* BEGIN Excerpted records *

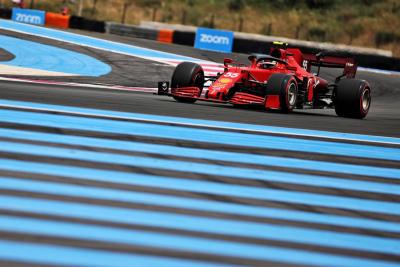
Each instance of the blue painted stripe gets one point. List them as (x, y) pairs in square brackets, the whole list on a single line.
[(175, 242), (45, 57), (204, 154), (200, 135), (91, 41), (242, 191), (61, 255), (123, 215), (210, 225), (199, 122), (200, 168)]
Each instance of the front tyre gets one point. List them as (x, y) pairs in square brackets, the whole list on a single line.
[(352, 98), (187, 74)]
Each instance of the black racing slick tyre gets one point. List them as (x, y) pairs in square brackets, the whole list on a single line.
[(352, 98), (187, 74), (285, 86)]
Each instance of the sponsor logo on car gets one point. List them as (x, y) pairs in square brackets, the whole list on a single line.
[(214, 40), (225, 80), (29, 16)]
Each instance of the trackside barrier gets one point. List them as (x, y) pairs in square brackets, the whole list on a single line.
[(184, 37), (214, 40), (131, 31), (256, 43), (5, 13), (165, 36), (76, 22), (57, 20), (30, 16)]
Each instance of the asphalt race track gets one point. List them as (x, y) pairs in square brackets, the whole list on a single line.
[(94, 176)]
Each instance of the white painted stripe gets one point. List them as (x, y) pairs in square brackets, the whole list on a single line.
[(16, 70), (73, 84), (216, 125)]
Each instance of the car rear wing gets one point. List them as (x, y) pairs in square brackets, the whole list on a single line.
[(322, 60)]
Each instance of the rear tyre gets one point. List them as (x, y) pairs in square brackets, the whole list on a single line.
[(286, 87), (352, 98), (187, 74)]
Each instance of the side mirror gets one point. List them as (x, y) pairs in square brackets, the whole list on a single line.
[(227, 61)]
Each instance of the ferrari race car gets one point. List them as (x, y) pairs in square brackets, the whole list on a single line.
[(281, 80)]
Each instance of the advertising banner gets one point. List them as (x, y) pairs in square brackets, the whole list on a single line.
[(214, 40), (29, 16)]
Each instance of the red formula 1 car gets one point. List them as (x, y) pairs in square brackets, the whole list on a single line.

* END Excerpted records *

What is being asked. Rewrite every line of the records above as a Markdown table with the columns Row and Text, one numbered row per line. Skip blank lines and leave the pictures out.

Answer for this exercise.
| Row | Text |
|---|---|
| 1 | Each instance of the blue painted stripe gets one point. List them as (x, y) pairs in square brackets, the whole list on a single line. |
| 2 | [(175, 242), (45, 57), (204, 154), (200, 135), (91, 41), (242, 191), (61, 255), (123, 215), (210, 225), (199, 122), (200, 168)] |
| 3 | Each instance of the front tyre gets one point. List them as (x, y) pairs in square brackets, the whole list on a single line. |
| 4 | [(352, 98), (187, 74)] |
| 5 | Each instance of the black racing slick tyre gets one point. List them as (x, y) pairs in square brackets, the whole list on a single line. |
| 6 | [(352, 98), (187, 74), (285, 86)] |
| 7 | Each instance of the sponsor logo on car gets one point. List them as (x, y) pairs in square brackets, the whole list on a single line. |
| 8 | [(214, 40), (225, 80), (29, 16)] |
| 9 | Each instance of the trackside barrier gets one point. List them as (x, y) pairs in square brackets, the whole list on a single line. |
| 10 | [(184, 37), (214, 40), (131, 31), (256, 43), (5, 13), (165, 36), (76, 22), (57, 20), (30, 16)] |
| 11 | Each instance of the asphalt race track gets one point. List them as (x, y) pairs in square brackets, the whole list on a single line. |
| 12 | [(94, 176)] |
| 13 | Each instance of the white painted stripe gets one point. List them as (x, y) pairs in square brackets, the whole list on a single line. |
| 14 | [(16, 70), (73, 84), (216, 125)] |
| 15 | Each instance of the car rear wing gets one point. List them as (x, y) pairs in square brackets, the whole list on a single line. |
| 16 | [(322, 60)] |
| 17 | Each instance of the rear tyre gets one point. List them as (x, y) pairs in square brackets, the whole list on a single line. |
| 18 | [(286, 87), (352, 98), (187, 74)] |
| 19 | Each instance of the side mirror gets one point. List them as (x, y) pairs in square brackets, the whole list on a single line. |
| 20 | [(227, 61)] |
| 21 | Each instance of the ferrari race car gets one point. List them as (x, y) pairs in square brackets, the whole list on a single line. |
| 22 | [(281, 80)] |
| 23 | Each instance of the advertising banner gets one point. List them as (x, y) pairs in square brackets, the whole list on a single line. |
| 24 | [(214, 40), (29, 16)] |
| 25 | Each instance of the red formula 1 car gets one point. List them as (x, y) pairs in square brackets, the whole list on a single line. |